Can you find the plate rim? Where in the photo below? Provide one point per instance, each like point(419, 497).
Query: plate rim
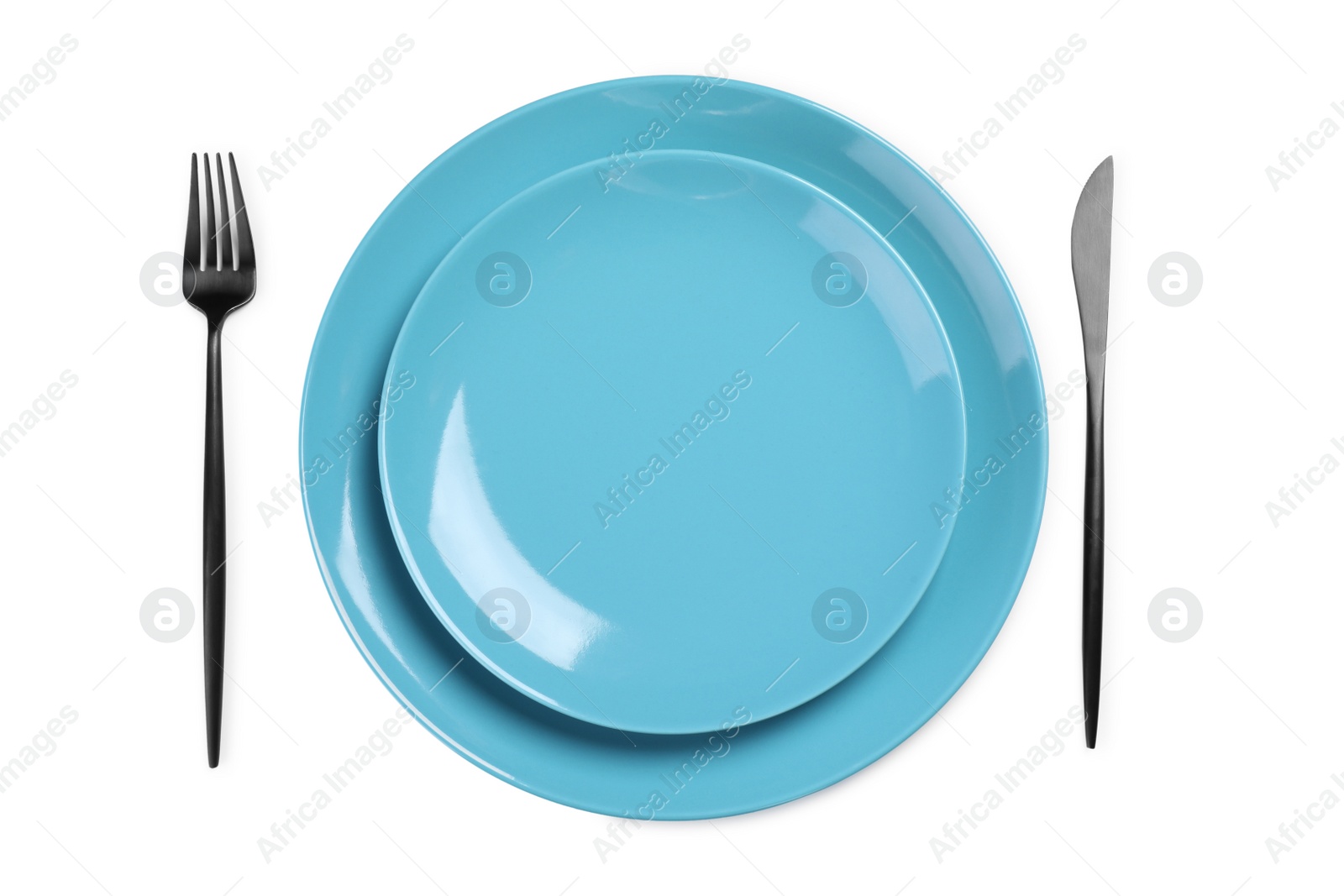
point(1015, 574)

# # # #

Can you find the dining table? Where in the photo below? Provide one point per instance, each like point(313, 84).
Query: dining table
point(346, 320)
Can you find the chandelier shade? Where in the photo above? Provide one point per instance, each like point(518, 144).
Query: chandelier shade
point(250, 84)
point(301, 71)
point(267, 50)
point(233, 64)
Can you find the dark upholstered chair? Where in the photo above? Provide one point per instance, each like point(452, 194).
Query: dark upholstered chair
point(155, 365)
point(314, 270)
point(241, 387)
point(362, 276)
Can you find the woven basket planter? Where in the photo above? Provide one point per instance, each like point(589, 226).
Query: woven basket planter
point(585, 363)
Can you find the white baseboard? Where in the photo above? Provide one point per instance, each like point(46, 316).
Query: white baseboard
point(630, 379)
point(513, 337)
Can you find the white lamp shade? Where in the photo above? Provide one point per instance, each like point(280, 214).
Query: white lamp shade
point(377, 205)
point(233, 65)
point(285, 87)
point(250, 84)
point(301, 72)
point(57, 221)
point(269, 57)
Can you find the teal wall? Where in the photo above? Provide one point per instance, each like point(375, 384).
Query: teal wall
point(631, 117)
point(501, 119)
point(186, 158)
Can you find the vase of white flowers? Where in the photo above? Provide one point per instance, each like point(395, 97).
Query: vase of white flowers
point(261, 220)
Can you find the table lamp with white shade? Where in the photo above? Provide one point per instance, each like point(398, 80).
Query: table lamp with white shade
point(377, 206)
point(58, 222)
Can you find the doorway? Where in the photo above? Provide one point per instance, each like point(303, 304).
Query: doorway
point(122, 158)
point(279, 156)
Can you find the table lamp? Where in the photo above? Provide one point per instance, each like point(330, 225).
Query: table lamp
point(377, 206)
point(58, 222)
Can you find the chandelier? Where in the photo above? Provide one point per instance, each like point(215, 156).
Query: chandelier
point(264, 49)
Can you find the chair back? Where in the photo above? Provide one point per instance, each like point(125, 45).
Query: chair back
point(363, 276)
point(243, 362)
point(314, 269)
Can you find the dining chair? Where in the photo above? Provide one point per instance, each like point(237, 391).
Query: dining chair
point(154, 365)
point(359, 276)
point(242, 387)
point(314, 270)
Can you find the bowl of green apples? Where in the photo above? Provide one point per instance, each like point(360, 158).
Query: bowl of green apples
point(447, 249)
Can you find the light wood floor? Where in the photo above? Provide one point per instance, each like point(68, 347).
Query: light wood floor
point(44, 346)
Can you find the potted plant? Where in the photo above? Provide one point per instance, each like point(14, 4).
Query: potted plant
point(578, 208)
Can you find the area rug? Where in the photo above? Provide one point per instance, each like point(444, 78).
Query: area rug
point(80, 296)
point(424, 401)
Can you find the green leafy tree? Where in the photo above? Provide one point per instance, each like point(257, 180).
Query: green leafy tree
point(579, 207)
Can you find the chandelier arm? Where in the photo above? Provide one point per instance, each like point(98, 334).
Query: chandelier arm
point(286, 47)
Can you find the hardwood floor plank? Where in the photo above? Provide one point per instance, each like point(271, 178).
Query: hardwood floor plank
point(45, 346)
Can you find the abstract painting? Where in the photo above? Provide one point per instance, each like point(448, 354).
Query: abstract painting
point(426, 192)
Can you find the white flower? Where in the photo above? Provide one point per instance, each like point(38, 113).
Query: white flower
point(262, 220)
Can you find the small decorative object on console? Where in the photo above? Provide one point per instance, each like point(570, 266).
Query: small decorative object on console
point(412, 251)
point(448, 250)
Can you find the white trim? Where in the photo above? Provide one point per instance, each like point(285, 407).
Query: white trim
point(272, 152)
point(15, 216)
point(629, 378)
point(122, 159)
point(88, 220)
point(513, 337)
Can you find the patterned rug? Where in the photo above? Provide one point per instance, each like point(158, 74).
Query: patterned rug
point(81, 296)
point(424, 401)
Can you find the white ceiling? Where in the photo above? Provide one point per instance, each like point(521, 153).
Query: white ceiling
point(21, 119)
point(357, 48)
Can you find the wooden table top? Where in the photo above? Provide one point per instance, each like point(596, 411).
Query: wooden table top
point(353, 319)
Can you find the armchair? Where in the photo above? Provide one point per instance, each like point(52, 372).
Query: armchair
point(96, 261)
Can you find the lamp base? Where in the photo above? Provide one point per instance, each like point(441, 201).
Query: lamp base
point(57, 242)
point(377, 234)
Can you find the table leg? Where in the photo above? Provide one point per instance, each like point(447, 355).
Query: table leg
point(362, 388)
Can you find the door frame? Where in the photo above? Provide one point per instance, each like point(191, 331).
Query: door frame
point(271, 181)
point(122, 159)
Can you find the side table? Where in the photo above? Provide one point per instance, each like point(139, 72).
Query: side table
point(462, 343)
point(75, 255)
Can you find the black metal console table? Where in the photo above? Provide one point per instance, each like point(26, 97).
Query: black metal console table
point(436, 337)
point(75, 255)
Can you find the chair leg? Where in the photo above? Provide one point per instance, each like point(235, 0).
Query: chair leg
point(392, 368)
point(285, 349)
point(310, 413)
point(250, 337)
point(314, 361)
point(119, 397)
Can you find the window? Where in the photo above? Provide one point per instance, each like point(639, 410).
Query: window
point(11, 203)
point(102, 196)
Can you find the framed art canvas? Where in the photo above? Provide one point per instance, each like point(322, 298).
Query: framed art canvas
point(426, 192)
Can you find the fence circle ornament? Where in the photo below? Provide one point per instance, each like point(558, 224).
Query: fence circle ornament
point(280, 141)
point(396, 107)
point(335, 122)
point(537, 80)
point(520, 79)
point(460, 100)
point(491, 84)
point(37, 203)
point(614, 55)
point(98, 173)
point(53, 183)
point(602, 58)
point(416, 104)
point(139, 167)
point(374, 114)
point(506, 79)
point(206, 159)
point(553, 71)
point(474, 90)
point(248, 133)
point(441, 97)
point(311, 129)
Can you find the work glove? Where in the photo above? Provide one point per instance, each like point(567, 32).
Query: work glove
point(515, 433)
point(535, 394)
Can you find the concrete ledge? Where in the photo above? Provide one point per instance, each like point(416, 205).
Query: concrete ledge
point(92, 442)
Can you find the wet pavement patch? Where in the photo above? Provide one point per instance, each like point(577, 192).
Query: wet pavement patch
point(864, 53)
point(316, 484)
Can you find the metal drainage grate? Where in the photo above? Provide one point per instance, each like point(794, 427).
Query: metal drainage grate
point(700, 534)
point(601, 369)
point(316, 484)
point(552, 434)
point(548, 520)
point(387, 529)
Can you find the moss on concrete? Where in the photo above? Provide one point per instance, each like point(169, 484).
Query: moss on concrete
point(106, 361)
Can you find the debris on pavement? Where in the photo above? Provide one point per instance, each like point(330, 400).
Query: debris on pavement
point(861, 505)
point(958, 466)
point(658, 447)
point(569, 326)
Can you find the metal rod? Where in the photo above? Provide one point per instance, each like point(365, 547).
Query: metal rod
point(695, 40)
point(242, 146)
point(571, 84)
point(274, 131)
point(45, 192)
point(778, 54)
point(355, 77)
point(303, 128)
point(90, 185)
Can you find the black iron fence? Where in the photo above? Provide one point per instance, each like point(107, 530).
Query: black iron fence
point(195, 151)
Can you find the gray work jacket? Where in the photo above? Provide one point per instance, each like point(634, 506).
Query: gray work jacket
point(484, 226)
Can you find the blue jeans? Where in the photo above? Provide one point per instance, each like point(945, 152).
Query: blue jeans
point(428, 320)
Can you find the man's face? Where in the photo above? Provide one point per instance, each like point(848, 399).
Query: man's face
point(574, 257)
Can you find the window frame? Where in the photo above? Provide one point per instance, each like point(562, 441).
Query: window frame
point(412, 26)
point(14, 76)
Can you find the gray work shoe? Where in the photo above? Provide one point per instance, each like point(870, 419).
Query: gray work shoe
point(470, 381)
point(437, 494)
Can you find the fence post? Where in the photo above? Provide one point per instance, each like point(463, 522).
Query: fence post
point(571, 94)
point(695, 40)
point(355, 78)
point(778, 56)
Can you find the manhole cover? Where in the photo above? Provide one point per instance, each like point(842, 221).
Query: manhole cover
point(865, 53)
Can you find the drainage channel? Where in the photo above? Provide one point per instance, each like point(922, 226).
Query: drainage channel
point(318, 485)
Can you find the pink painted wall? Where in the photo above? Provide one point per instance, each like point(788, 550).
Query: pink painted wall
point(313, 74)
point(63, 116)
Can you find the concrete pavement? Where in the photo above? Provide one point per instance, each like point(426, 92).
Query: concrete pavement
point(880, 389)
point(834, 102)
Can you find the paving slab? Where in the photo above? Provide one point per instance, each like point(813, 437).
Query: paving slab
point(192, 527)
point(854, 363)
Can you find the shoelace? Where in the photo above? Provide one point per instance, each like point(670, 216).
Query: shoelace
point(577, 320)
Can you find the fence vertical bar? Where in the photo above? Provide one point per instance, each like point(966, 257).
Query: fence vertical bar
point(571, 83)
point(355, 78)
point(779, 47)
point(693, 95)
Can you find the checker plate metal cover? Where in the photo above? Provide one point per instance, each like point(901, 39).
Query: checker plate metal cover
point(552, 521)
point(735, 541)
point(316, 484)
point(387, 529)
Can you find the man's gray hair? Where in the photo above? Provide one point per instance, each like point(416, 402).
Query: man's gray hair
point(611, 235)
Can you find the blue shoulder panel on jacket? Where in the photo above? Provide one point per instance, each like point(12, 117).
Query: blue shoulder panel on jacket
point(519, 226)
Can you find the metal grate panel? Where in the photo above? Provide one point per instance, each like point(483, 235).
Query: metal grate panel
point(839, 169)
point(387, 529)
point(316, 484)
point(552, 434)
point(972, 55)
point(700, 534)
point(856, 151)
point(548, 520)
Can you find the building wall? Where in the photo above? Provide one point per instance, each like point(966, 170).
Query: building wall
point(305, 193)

# # # #

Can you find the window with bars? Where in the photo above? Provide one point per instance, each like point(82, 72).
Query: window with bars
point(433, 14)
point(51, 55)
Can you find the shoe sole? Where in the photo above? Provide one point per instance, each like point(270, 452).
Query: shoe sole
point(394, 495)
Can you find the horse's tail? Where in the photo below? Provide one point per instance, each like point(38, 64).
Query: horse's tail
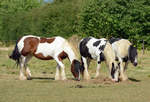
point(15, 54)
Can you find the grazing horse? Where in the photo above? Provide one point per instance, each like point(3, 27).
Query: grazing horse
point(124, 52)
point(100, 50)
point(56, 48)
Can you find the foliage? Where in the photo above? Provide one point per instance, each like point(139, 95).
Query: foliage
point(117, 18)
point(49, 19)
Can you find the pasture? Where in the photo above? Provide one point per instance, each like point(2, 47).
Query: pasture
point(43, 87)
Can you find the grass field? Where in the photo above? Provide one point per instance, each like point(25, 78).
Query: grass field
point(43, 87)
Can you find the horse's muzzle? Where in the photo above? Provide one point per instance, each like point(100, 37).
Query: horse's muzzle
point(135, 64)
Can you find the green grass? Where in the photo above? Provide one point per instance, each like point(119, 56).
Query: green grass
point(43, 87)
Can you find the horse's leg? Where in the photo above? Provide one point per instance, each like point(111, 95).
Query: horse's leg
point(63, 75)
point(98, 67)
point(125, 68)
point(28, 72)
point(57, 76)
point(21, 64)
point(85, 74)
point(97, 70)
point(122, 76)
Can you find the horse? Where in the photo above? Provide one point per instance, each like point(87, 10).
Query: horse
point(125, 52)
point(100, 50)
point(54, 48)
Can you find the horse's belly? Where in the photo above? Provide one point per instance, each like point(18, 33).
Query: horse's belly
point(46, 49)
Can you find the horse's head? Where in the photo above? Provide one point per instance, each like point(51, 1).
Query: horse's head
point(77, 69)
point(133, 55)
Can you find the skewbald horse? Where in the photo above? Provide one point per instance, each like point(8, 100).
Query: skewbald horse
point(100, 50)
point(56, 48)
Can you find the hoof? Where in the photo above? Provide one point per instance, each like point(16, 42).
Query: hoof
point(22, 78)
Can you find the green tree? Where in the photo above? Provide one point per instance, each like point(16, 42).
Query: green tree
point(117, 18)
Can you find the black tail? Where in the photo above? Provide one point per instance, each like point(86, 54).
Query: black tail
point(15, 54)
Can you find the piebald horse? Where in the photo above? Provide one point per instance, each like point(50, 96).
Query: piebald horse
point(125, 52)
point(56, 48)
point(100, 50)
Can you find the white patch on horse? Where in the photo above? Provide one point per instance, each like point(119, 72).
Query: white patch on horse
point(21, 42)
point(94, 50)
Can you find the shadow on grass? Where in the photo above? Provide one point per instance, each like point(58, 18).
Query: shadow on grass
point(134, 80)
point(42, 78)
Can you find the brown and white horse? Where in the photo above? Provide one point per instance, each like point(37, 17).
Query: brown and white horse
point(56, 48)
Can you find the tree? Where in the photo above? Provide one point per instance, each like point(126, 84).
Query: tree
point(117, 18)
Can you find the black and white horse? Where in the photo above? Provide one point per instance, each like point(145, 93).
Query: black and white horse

# # # #

Pull out every line in the records that contains the string "debris", matching case exactly.

# FULL ANSWER:
Can you find the debris on pavement? Where in the photo above? Provide one point per instance, each like point(330, 400).
Query: debris on pavement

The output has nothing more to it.